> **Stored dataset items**
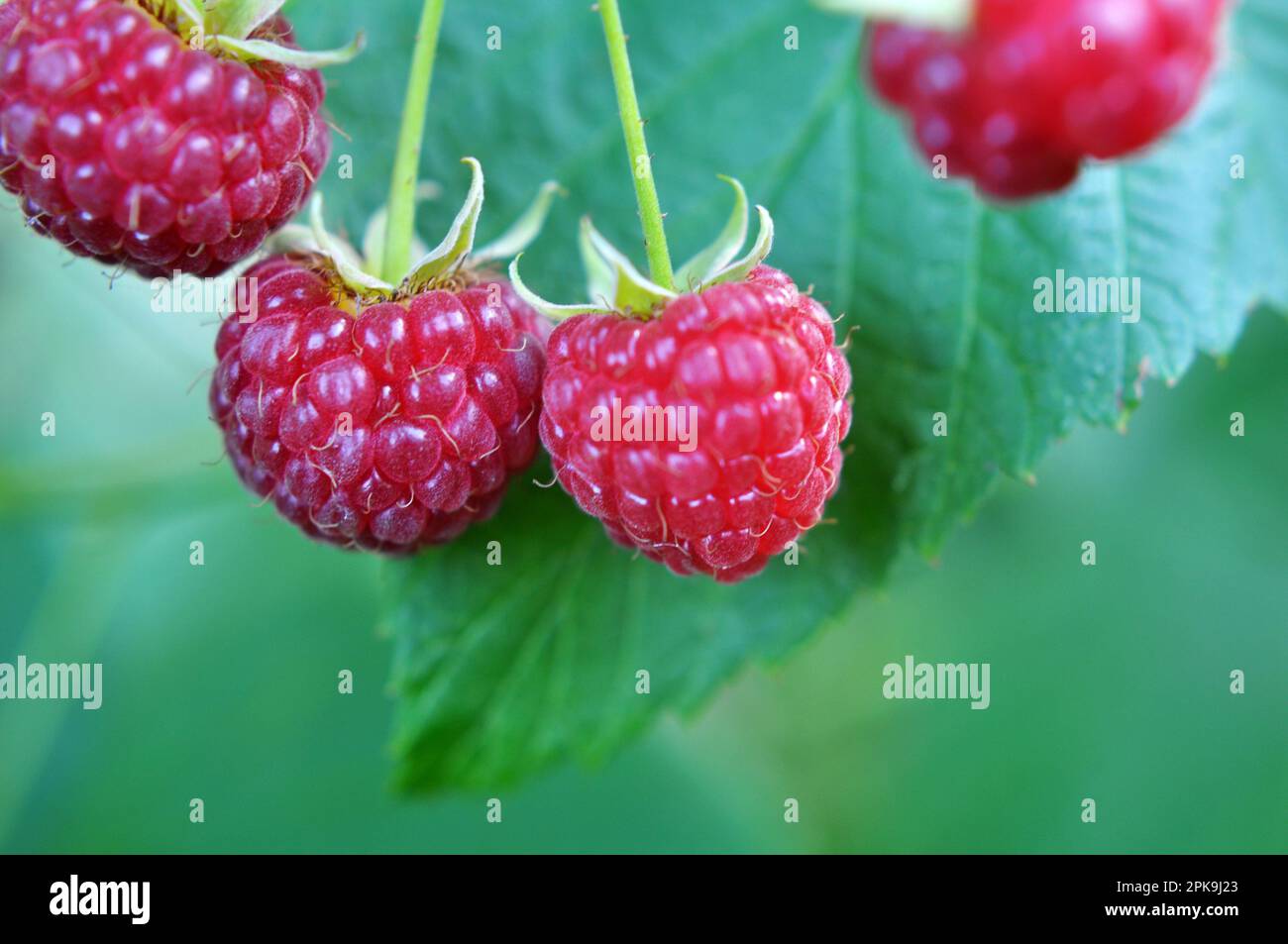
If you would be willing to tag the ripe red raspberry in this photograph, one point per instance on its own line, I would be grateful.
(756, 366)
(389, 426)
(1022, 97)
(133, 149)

> **TASK INSTRUCTIONS**
Output each line of text in the data above as a JSON list of strings, one string per line and no blank lines. Leave the pictures out.

> **CORRECT ANSWER**
[
  "If you would be willing to tag the ripe red raspberry in this photograph, one point per instance on its own line, I would be grateful.",
  "(756, 366)",
  "(389, 426)",
  "(1022, 97)",
  "(133, 149)"
]